The input:
┌──

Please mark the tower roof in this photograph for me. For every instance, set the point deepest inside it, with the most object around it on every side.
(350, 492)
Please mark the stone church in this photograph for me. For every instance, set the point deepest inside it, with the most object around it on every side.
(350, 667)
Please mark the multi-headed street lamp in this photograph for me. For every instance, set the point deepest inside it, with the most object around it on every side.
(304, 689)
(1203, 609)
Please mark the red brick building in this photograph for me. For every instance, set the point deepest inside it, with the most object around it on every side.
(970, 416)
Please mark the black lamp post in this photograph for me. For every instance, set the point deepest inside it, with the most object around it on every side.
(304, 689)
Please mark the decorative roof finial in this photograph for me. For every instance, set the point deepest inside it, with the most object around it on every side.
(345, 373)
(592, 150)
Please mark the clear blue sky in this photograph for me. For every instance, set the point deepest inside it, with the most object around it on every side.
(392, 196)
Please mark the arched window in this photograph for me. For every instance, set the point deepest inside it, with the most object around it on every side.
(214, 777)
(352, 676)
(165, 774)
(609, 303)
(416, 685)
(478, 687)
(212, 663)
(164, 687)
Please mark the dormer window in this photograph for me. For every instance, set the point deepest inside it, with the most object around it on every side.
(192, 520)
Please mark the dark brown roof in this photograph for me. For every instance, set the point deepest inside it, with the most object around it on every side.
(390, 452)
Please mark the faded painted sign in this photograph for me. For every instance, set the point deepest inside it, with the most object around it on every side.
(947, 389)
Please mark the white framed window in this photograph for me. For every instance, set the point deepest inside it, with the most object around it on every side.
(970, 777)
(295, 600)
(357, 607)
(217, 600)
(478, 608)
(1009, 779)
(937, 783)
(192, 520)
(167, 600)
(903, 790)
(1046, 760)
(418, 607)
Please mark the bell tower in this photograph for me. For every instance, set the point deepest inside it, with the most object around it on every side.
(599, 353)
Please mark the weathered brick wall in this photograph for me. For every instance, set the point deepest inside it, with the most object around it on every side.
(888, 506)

└──

What is required: Copy the data verbatim, from the line with "Please mark the dark" through the end of the data.

Result of this task:
Please mark the dark brown roof in this photograph for me. For every instance, set the point deepest inside it, with the most object around it on every side.
(390, 452)
Please mark the faded painted sign in this photograph for me. For every instance, set the point deepest inside it, with the most object around it on every side.
(947, 389)
Please mark the white framed window in this photograph for me. For every instance, set the point deepest inside it, with the most object around it on every side.
(970, 777)
(295, 600)
(357, 607)
(217, 600)
(478, 608)
(1009, 779)
(937, 783)
(192, 520)
(167, 600)
(903, 790)
(1046, 760)
(418, 607)
Please mark the bell tower in this photograph for me. For every instance, set the point deepest inside it, with the most object around it on every side.
(599, 353)
Please mark the weathered brick wall in this photograph for me. For every instance, set the point deepest inside it, with the most object around it on every side.
(888, 506)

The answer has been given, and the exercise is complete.